Dataset ::
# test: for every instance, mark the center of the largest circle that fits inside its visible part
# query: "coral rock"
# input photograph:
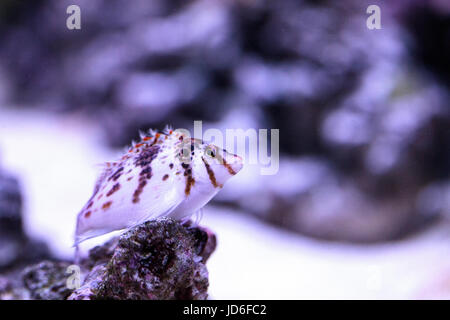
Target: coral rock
(159, 259)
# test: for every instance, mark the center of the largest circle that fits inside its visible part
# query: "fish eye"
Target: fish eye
(211, 152)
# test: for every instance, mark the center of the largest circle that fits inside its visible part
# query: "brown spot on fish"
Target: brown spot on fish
(113, 189)
(189, 179)
(211, 174)
(229, 168)
(106, 205)
(139, 190)
(147, 156)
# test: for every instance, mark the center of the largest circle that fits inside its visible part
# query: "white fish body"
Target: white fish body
(165, 175)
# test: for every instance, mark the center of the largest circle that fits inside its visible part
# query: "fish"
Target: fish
(165, 174)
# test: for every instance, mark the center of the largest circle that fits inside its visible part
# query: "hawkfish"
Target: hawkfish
(165, 174)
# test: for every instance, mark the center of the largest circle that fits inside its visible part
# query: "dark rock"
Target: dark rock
(156, 260)
(47, 280)
(160, 259)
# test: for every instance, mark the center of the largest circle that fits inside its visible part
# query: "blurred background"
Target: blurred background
(360, 205)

Activity ::
All lines of the listing holding the string "query" must be returned, copied as they stand.

Written solution ::
# query: "coral rock"
# query: "fish eye"
# query: "brown spot on fish"
# query: "white fish body"
# query: "fish"
# query: "hawkfish"
# query: "dark rock"
# query: "blurred background"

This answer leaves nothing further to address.